TEXTE EXTRAIT »
━━━━

Vol de matériels et détournement de services dans le cadre scolaire : comment gérer les violations de données ?
Régulièrement, la CNIL communique sur des violations de données typiques inspirées d’incidents réels qui lui sont notifiés. Cette publication a pour objectif de permettre à tous les professionnels de comprendre et de prévenir les risques d’accès à des données par des tiers en présentant un exemple de réaction appropriée.
Découvrir toute l’histoire d'Hubert et son équipe
Le contexte
Hubert, directeur du groupe scolaire René Coty, met en œuvre depuis plusieurs années la numérisation de son établissement. Dans ce cadre, des équipements tant matériels que logiciels ont été déployés.
Ces outils sont partagés entre les différentes activités scolaires et périscolaires proposées par l’établissement. Des tableaux numériques, ordinateurs portables et tablettes ont été mis à disposition des personnels et des élèves, ainsi que des espaces numériques de travail (ENT). En particulier, les tablettes numériques sont partagées entre professeurs des écoles.
Un incident peut en cacher un autre
En fermant l’école le vendredi soir précédant les vacances de Noël, Hubert ne retrouve plus la tablette malgré de minutieuses recherches. En tant que responsable, il applique alors la procédure habituelle et consigne la perte du matériel.

━━━━

ÉNONCÉ ÉCRIT A » Dans le texte sur les violations de données en milieu scolaire, quelle fonction Hubert occupe-t-il ?
Le texte et les enregistrements n'ont aucun lien entre eux.

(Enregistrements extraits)
━━━━

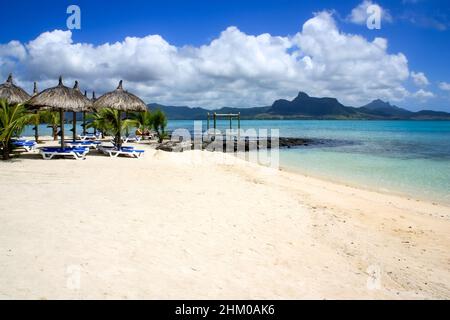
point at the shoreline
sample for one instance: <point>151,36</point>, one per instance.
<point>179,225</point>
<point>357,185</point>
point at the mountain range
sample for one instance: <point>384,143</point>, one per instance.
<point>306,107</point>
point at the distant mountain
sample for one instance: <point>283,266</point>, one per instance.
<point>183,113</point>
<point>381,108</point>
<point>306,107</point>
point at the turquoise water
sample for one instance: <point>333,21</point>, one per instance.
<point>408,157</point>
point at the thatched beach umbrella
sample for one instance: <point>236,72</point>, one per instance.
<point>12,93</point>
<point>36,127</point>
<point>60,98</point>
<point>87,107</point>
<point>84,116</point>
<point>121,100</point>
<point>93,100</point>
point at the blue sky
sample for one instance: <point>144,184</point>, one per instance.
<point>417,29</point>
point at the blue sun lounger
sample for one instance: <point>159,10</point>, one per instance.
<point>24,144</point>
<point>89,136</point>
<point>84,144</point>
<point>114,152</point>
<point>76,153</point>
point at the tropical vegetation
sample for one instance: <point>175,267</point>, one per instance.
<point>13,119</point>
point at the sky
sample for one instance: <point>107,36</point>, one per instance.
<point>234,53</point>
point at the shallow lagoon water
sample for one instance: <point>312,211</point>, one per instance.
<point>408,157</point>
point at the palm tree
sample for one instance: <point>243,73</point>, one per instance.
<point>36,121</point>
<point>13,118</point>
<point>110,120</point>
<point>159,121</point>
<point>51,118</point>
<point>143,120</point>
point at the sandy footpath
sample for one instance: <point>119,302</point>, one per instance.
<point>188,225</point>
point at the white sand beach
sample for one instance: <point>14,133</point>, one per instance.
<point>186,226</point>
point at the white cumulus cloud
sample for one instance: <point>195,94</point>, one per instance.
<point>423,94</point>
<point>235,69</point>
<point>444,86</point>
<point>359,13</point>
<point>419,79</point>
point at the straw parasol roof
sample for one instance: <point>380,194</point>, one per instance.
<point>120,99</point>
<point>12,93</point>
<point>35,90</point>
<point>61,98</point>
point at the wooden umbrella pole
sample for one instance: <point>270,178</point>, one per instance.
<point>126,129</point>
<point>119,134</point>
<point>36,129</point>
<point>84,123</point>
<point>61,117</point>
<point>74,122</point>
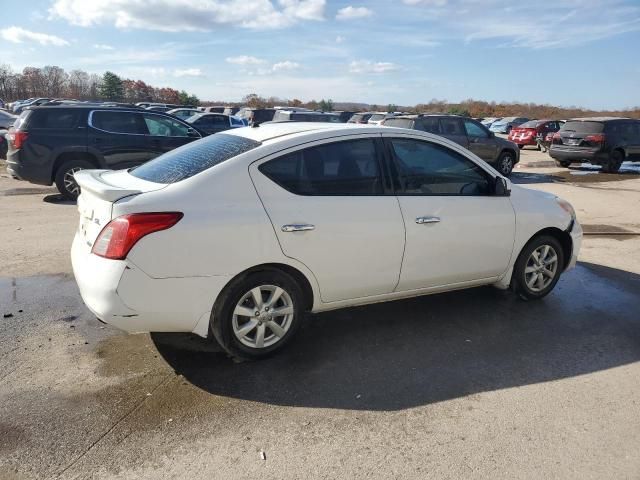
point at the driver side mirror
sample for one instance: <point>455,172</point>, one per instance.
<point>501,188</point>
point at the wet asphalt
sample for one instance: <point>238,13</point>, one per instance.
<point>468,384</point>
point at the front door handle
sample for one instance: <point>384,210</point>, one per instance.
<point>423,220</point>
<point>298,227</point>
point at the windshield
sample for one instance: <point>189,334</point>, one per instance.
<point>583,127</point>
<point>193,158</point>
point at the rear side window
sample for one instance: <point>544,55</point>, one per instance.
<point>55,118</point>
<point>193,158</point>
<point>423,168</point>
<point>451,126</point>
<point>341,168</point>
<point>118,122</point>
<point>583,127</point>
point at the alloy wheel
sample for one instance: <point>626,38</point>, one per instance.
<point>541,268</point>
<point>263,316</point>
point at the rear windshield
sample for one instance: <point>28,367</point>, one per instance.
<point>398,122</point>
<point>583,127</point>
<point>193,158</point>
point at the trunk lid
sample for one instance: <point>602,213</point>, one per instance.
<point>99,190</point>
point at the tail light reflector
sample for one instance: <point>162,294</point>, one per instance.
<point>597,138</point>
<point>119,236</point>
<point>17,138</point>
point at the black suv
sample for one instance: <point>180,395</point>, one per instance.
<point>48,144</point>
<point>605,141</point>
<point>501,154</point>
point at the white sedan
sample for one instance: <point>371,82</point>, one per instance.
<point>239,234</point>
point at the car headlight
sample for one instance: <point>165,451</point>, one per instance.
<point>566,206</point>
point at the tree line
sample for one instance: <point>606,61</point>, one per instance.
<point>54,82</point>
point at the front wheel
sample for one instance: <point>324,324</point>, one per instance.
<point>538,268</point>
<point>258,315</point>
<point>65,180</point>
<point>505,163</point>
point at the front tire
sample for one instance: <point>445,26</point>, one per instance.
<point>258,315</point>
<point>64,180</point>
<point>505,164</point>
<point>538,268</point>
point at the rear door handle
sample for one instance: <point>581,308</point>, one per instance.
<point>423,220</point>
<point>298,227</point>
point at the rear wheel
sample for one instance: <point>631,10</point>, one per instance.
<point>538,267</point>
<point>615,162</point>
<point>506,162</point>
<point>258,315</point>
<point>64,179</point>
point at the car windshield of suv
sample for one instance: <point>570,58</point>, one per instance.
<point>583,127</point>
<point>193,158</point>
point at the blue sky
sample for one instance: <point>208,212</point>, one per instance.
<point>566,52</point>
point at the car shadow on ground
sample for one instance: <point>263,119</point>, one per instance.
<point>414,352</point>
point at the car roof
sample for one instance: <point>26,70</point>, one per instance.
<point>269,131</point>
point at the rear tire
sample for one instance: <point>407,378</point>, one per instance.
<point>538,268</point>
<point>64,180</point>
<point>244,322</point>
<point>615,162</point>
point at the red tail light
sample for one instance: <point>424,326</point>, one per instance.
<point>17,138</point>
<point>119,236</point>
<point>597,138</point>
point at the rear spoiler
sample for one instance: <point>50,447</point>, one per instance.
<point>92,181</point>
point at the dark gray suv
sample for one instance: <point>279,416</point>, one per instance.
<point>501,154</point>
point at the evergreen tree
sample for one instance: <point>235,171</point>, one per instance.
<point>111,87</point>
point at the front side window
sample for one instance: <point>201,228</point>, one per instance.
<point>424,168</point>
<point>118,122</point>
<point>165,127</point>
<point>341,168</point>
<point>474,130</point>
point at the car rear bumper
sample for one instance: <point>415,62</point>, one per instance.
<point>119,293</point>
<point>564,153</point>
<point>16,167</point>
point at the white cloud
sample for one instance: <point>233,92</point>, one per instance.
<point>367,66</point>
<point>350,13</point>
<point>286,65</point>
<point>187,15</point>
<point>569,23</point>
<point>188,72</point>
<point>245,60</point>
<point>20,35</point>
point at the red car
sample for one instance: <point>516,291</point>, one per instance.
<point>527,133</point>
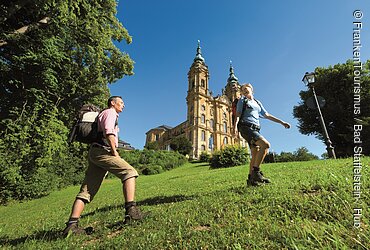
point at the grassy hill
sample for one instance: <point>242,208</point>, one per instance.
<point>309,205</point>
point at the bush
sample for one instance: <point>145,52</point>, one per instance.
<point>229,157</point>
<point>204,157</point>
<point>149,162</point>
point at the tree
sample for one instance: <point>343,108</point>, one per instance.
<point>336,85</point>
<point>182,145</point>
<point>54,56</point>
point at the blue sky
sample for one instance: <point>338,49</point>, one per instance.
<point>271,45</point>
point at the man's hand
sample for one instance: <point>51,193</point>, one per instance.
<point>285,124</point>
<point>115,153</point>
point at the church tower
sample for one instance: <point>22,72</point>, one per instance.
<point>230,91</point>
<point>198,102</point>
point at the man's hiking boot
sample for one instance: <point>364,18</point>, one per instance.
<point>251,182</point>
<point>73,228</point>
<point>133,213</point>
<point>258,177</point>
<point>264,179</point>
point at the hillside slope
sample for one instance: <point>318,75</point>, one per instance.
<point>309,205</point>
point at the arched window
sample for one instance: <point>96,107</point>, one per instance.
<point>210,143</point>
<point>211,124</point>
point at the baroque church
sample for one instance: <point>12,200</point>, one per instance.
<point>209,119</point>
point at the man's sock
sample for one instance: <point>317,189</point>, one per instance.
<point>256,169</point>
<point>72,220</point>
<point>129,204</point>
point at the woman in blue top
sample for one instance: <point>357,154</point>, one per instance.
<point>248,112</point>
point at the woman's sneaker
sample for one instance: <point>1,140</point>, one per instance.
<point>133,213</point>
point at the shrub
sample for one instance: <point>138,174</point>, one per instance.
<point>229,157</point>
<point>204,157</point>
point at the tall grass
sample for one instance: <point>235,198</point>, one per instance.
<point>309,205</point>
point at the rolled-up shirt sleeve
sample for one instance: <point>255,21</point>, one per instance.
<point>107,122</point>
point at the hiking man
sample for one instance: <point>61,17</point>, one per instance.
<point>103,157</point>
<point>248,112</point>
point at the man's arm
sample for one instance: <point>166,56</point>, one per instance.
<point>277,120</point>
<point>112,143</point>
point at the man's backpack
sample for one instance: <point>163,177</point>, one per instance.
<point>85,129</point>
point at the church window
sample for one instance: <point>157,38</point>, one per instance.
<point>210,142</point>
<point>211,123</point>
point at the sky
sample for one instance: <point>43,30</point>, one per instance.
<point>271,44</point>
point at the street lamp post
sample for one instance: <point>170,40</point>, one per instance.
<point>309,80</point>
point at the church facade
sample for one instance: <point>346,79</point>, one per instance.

━━━━

ÉNONCÉ ÉCRIT B » Dans les enregistrements, recopiez à l'identique tout ce qui va de la ligne contenant "point at the sandy footpath" jusqu'à la ligne contenant "<point>186,226</point>", ces deux lignes comprises.

SOLUTION A » Il est directeur du groupe scolaire René Coty.

SOLUTION B »
point at the sandy footpath
sample for one instance: <point>119,302</point>, one per instance.
<point>188,225</point>
point at the white sand beach
sample for one instance: <point>14,133</point>, one per instance.
<point>186,226</point>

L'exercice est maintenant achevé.